#### Records for the exercise ####
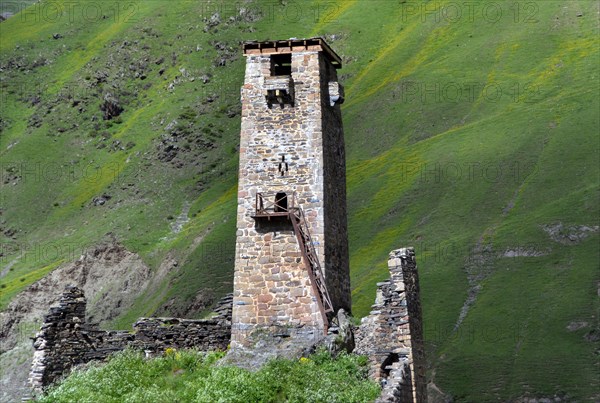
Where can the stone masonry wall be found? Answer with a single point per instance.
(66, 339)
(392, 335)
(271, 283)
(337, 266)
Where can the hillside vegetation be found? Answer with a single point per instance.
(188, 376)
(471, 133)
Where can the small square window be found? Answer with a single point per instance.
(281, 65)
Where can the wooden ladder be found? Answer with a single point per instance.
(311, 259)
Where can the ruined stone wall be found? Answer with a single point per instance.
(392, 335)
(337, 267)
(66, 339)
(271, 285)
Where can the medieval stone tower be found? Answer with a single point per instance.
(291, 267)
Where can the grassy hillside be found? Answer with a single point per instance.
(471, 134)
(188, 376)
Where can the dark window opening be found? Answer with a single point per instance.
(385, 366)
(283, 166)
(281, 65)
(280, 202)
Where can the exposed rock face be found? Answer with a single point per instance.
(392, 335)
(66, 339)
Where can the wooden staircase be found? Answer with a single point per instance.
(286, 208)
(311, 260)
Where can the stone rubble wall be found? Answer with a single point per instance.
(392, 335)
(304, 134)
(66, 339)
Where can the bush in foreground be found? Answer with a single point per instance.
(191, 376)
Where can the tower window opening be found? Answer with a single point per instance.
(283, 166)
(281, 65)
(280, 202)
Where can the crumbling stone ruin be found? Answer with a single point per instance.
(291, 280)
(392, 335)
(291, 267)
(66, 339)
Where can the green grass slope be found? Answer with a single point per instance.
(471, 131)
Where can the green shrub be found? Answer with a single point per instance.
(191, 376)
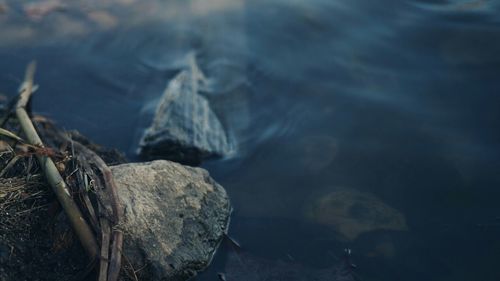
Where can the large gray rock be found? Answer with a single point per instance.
####
#### Records for the exercise ####
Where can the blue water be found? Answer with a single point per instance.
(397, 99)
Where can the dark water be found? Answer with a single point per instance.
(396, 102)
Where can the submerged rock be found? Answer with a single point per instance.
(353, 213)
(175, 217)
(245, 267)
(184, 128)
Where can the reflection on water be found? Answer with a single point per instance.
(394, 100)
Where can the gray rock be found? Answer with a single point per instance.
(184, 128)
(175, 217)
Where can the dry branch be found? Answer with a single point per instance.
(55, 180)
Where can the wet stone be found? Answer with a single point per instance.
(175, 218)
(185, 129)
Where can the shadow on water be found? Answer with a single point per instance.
####
Take the entries above and return only the lines from the one with "Where can the wet" to the one with "Where can the shadow", both included, unchanged.

Answer:
Where can the wet stone be found? Answer with a single point per instance.
(175, 218)
(185, 129)
Where can the shadow on water be found? Answer with a single point per instance.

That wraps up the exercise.